Exercise prompt - Copy all of the data below without changing a single character.

※

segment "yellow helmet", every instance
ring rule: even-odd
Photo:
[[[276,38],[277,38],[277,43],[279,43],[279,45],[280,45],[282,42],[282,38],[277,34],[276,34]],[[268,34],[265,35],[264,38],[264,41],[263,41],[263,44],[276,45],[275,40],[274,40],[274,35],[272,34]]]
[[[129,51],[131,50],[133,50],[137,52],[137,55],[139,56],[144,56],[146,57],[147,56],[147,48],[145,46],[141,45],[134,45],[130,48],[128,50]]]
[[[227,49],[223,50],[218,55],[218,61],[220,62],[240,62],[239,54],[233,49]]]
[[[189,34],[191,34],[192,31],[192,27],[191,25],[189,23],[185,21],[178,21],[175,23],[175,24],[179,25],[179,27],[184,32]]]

※

The result -
segment "yellow helmet", every instance
ring rule: even-odd
Photo:
[[[276,38],[277,38],[277,43],[279,43],[279,45],[280,45],[282,42],[282,38],[277,34],[276,34]],[[268,34],[265,35],[264,38],[264,41],[263,41],[263,44],[276,45],[275,40],[274,40],[274,35],[272,34]]]
[[[129,51],[131,50],[133,50],[137,52],[137,55],[139,56],[144,56],[146,57],[147,56],[147,48],[145,46],[141,45],[134,45],[130,48],[128,50]]]
[[[227,49],[223,50],[218,55],[218,61],[220,62],[240,62],[239,54],[233,49]]]
[[[189,34],[191,34],[192,31],[192,27],[191,25],[189,23],[185,21],[178,21],[175,23],[175,24],[179,25],[179,27],[184,32]]]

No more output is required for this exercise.